Task item:
For the entries below, how many lines contain the word "colon"? Reply with the number and nothing else.

Dataset records:
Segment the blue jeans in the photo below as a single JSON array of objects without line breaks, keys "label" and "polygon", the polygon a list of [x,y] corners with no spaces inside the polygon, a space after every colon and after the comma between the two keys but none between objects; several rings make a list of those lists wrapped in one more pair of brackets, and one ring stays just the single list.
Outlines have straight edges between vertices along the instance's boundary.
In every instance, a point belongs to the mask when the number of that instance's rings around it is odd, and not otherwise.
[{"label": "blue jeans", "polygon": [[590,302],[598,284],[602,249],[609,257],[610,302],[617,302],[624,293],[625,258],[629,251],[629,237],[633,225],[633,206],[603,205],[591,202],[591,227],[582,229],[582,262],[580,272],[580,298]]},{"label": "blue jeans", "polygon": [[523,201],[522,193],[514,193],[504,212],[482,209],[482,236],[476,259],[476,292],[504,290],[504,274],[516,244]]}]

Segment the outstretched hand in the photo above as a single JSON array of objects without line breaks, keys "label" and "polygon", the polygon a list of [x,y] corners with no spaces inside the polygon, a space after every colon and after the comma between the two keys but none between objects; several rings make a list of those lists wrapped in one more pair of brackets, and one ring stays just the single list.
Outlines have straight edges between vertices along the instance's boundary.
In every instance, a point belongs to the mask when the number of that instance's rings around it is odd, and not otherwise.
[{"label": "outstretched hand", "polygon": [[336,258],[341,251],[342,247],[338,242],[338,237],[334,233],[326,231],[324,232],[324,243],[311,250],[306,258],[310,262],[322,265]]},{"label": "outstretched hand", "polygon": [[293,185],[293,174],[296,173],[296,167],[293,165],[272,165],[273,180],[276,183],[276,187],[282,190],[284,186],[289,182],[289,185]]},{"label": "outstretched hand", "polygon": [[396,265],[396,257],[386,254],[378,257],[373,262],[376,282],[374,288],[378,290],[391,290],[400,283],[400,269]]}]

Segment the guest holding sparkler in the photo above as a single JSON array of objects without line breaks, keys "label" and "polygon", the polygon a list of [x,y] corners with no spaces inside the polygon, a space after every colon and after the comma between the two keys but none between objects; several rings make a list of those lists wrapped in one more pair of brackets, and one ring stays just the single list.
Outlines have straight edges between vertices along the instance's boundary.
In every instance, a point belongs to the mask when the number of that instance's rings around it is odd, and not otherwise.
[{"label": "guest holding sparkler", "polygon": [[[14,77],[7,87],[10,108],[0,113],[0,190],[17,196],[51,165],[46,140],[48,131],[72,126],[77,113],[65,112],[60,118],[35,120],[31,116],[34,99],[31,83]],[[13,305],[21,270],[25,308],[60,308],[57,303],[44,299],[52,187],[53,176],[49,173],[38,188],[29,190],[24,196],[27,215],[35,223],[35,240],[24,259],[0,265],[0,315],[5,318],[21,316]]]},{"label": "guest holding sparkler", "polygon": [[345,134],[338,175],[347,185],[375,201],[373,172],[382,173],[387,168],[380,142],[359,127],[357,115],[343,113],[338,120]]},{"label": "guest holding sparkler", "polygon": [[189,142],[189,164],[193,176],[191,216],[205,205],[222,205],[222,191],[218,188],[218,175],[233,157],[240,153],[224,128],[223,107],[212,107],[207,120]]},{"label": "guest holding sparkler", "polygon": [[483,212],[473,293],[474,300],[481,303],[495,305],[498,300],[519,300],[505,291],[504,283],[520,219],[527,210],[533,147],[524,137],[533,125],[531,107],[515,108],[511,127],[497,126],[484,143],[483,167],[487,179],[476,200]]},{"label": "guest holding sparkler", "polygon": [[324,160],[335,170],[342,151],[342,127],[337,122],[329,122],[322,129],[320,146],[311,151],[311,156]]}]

Reply to the task:
3